No pictures here, since the t-shirts are now all at different stages of laundry and cupboard, but I altered 3 of my t-shirts to make them more wearable. Typically a commemorative t-shirt has some attractive picture on it, and reminds me of some cool event, but the un-contoured fit makes me rarely wear them, except in bed. All I did was contour the side-seams, including the arm holes. Now I have 2 extra t-shirts I can gladly wear to work. The 3rd t-shirt is a sports fabric, gained after running a 10K, but was so boxy I couldn't run in it. Now it fits well and can even be tucked into shorts if required. 

Quickest way of increasing my wearable wardrobe, ever! 

Of course the alternative, which I did with a Yellowstone t-shirt is to buy a Large or Extra Large men's T-shirt and totally remake the t-shirt with a pattern. That takes longer, but the final result does fit a bit better. The only trick with that method is to bit careful with the purchase, so as to make sure the neck is not too large.

Friday, June 15, 2012

Shutting the Stable Door...

Last Sunday the forecast was for cloud turning to rain in late afternoon, so we set off confidently hatless for a cycle to Yokohama and back. Forecast was wrong and the sun soon got hot, and hotter. James head somehow got burned through his thick mop of lustrous hair. So, in the afternoon I made him a hatlet, out of a cotton print. The criteria are that it has to be as lightweight as possible, absorptive of sweat, and at least partly sunproof. The lack of a peak is not optimal for avoiding nose-burn but it must be better than nothing for the head. We have baseball hats, but he doesn't wear them. James wouldn't want to develop the skill of knotting a scarf round his head each time he got on a bike, so I hand stitched the knots and bits into place. So far he has been wearing it at least... and it's so super fashionable! :-)

Tuesday, June 12, 2012

Wookie Too

Well, I'd bought too much red fluff so... !

This is my evolving hoody pattern. James' red fluffy number turned out to be a little more snug than expected. I think this is due to the thickness of the fabric. So for my version I left the hips the same as the woolly hoody but increased the size a bit above hips, reducing the shaping on the side seams and increasing the upper arm width a little. The result was still snug, so I sewed 0.5cm seam allowances on the underarm and side rather than the 1.5cm on the pattern.

You might be relived to hear that I did run out of fabric this time. I had to cut the hood from 4 rather than 2 pieces, but this does not show at all, through the furrr. I also added a pocket on the front. 

It is basically too hot to wear this now, but tonight after a cycle ride in the rain it feels great. 

Notes on stitchin' furrrr: I learned a bit about how to sew fur by taking a class by Kenneth King on I pinned all the seams at about 2cm intervals, tucking in the fur. This would not feed through the sewing machine due to the thickness of the fabric sending the pins into the innards of the machine. So I then basted the seams and finally sewed on the machine. The fabric has 2-way stretch so the stretch stitch was a good idea, but no mistakes are allowed, as it is unpickable on this fabric. All the hems are done by hand, as is the pocket. So, all in all it is quite labour intensive. The flip side is that the stitching can be as untidy as you like, as nothing shows through the furrrr.
○ ○ ○ ○
** Short exercise **
Could you quote the stretch of the sewing post from "You might be" through "it feels great." word for word? The material that comes after the sewing post has no role here.
○ ○ ○ ○
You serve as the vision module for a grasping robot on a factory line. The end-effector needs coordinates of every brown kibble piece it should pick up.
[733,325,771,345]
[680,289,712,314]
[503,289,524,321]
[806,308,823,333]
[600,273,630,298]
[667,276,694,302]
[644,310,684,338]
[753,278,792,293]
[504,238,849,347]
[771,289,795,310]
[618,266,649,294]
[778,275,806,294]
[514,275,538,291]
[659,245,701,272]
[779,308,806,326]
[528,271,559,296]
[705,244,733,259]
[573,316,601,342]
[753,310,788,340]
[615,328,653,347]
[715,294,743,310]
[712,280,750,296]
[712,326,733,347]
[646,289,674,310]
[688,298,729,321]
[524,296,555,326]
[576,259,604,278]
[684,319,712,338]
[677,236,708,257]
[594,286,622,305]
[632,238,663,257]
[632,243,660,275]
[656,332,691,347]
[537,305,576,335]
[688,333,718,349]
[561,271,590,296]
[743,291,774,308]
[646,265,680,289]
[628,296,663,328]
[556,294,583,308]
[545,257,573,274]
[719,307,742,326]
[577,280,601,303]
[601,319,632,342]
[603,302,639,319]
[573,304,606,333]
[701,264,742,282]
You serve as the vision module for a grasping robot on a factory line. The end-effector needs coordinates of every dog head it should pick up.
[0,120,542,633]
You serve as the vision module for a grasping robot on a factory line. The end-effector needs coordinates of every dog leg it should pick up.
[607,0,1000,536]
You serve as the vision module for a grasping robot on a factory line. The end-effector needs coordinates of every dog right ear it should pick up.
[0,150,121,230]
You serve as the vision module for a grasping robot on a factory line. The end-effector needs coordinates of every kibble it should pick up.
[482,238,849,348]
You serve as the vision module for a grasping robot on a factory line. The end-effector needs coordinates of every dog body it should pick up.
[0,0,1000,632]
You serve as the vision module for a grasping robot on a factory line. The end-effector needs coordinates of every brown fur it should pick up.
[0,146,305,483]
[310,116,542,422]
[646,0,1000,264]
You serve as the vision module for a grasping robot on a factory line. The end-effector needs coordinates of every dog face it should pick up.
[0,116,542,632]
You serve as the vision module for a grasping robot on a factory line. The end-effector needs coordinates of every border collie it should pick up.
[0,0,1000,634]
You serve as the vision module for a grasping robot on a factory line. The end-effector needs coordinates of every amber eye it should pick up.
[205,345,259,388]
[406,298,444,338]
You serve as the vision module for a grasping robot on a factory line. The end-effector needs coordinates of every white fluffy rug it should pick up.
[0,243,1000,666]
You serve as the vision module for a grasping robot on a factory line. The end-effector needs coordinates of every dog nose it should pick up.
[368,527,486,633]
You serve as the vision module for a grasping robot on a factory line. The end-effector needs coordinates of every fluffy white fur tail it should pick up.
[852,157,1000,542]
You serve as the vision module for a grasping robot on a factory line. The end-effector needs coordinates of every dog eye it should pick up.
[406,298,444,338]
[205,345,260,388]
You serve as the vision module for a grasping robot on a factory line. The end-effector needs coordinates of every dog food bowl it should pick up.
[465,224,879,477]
○ ○ ○ ○
** Answer in full **
You might be relived to hear that I did run out of fabric this time. I had to cut the hood from 4 rather than 2 pieces, but this does not show at all, through the furrr. I also added a pocket on the front. 

It is basically too hot to wear this now, but tonight after a cycle ride in the rain it feels great.